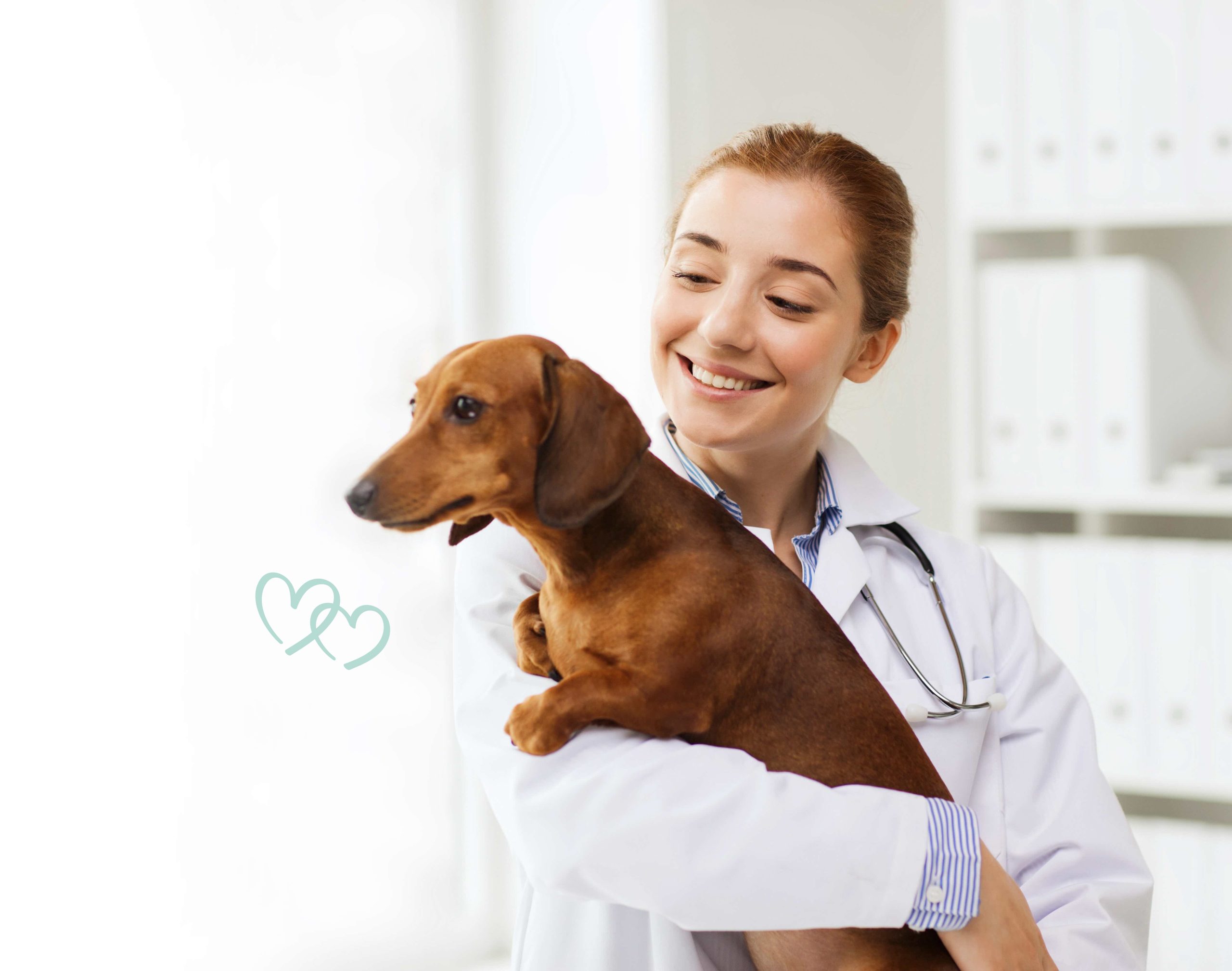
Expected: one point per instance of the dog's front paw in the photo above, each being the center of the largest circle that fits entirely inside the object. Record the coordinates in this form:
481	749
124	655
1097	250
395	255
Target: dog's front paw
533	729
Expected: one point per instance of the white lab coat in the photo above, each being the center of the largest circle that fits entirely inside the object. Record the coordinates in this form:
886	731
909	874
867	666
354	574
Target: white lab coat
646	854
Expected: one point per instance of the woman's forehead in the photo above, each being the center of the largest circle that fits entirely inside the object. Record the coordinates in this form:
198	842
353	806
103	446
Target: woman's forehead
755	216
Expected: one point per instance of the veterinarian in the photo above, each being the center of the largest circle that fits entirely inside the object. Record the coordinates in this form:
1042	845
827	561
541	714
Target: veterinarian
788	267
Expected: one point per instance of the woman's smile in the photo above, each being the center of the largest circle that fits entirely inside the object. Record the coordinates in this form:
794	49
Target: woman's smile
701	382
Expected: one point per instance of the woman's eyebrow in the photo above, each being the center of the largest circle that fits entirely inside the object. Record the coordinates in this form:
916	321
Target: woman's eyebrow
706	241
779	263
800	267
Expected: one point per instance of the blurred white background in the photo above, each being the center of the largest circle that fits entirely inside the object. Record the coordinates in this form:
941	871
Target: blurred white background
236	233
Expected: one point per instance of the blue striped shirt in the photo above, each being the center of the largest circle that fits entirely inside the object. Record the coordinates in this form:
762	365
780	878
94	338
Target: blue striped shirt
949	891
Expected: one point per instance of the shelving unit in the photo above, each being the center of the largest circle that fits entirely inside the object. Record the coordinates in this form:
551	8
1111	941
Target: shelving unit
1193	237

*WHAT YOU SHOULD DO*:
What needs duplicating is the run of lines from the one containing "Expected: one point per instance of the woman's eyebrow" through the last line of the entries above, exact and complete.

*WRITTEN ANSWER*:
Expected: one point per instance of the woman's eyebrow in the photo above, each being the center of the largest circle that fits entirely inside the object. Record the coordinates in this form:
916	321
Target: woman's eyebrow
706	241
779	263
800	267
Expected: one point per instance of the blurred white background in the photo above, each being the center of the largest circle that fits entirely inside the object. Record the coordinates in this form:
941	871
Target: blurred white background
236	233
Expected: one point per instance of the blue striped shirt in the photo above, each being the center of the largest circle that fits entirely inside the object. Record the coordinates in this form:
762	365
780	878
94	338
Target: blue striped shirt
949	891
Expected: one point per instance of the shelving unit in the photo above, each being the center of the largest circle that fits entirely inside the object. Record the coordinates in this form:
551	8
1111	941
Target: shelving unit
1193	237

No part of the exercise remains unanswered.